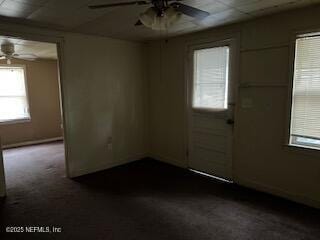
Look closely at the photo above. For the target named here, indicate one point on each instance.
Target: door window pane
(211, 75)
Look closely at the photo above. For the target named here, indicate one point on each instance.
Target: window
(305, 115)
(13, 97)
(211, 76)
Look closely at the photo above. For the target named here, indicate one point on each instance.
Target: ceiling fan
(8, 53)
(162, 13)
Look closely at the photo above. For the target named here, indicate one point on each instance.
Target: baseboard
(278, 192)
(105, 166)
(27, 143)
(171, 161)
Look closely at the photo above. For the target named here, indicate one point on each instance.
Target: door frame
(233, 41)
(58, 39)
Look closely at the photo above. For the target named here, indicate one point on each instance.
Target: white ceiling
(40, 49)
(118, 22)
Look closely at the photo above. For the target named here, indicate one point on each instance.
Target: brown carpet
(145, 200)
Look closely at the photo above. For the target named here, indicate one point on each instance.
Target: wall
(2, 178)
(104, 97)
(105, 93)
(44, 104)
(261, 159)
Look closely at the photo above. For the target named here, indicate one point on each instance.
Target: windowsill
(303, 149)
(15, 121)
(209, 110)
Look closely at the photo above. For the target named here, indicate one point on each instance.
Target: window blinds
(305, 117)
(13, 99)
(211, 68)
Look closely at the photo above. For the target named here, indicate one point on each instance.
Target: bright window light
(211, 77)
(305, 116)
(13, 96)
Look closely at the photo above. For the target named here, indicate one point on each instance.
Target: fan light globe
(151, 19)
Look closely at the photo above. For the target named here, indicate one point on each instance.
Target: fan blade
(190, 11)
(138, 23)
(26, 56)
(119, 4)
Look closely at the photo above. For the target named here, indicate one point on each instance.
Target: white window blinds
(305, 117)
(13, 98)
(211, 73)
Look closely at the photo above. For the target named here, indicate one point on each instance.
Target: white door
(210, 108)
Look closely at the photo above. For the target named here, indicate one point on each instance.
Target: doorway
(211, 108)
(31, 115)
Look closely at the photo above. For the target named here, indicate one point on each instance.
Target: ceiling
(40, 49)
(118, 22)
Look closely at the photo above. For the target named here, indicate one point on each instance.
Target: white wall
(103, 91)
(105, 97)
(2, 178)
(260, 160)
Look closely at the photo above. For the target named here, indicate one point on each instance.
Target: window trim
(303, 149)
(19, 120)
(227, 42)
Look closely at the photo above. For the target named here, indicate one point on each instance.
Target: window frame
(210, 109)
(304, 149)
(228, 42)
(19, 120)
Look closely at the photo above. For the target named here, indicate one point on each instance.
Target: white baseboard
(278, 192)
(80, 172)
(27, 143)
(171, 161)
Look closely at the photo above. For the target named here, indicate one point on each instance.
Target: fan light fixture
(152, 19)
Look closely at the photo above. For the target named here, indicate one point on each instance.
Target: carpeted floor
(145, 200)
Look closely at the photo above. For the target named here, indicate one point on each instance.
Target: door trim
(233, 41)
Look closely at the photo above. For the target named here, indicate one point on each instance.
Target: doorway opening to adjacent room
(31, 111)
(210, 107)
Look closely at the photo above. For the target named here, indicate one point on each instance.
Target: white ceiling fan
(8, 53)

########################################

- [WHAT YOU SHOULD DO]: Could you copy every record exactly, without the pictures?

- [ANSWER]:
Look closely at the photo above. For the target named here, indicate one point on each instance.
Target: door window pane
(211, 75)
Look closely at the photo above. For the target named here, indicate one point on each instance.
Target: window
(305, 115)
(13, 97)
(211, 76)
Look closely at the photo above. For the target named here, indicate one point on each instance.
Target: ceiling fan
(8, 53)
(162, 13)
Look closely at the photo above. For the target named here, indicate one point on each instance.
Target: baseboard
(278, 192)
(105, 166)
(27, 143)
(171, 161)
Look closely at the photo above. For the target named here, indicate one point on each instance.
Target: door frame
(233, 41)
(58, 39)
Look closely at the photo above. For the target named here, indicate one point on each instance.
Target: white ceiling
(40, 49)
(118, 22)
Look closely at the photo above. For the target named here, indicate one point on each instance.
Target: brown carpet
(145, 200)
Look closely at the photo above. For the target named here, indicate one point on each instance.
Target: wall
(2, 178)
(104, 97)
(105, 93)
(44, 104)
(261, 159)
Look closely at the photo above. For the target named here, indicate one point on each instance.
Target: windowsill
(303, 149)
(15, 121)
(209, 110)
Look closely at the photo above. For the target named here, indicate one point on each instance.
Target: window blinds
(305, 117)
(13, 99)
(211, 68)
Look closely at the photo above. For the target named here, indicate one point on each instance.
Target: bright window light
(211, 77)
(305, 116)
(13, 96)
Look closely at the photo above. For the target named here, indicate one point on each instance.
Target: fan light globe
(151, 19)
Look closely at the photo above. For the target named here, indicate one point on each instance.
Target: fan blade
(190, 11)
(138, 23)
(26, 56)
(119, 4)
Look closely at the photo above. For the target named here, indicate one point on each instance.
Target: white window blinds
(305, 117)
(13, 98)
(211, 73)
Look closely at the photo above. For the target named here, indicate one point on each instance.
Target: white door
(210, 108)
Look closely at the photo above. For the target named here, indicate one point on each instance.
Target: doorway
(211, 108)
(31, 115)
Look closely at the photo above. For the target named here, indicate one point on each instance.
Target: ceiling
(40, 49)
(118, 22)
Look closely at the photo above. For the target named here, indicate one point on each instance.
Target: white wall
(103, 91)
(105, 97)
(2, 178)
(260, 160)
Look closely at the photo above. For the target named here, indicate one point on each instance.
Target: window trim
(303, 149)
(19, 120)
(227, 42)
Look closely at the photo above. For the target named here, indicate one point on each instance.
Target: window frame
(210, 109)
(304, 149)
(228, 42)
(19, 120)
Look closely at the photo above. For the target named here, indicate one point on each instance.
Target: white baseboard
(278, 192)
(80, 172)
(27, 143)
(171, 161)
Look closely at the photo above. For the target named here, indicate one point on each instance.
Target: fan light fixture
(152, 19)
Look closely at the photo above. For the target named here, indicate one point on each instance.
Target: carpeted floor
(145, 200)
Look closely at the photo above. For the target named here, indicate one point on each instance.
Target: door trim
(233, 41)
Look closely at the photo above. For the target named here, indicate one point on each instance.
Target: doorway opening to adjacent room
(31, 111)
(210, 107)
Look closely at the photo above. For the target named here, indicate one point on each instance.
Target: white ceiling fan
(8, 53)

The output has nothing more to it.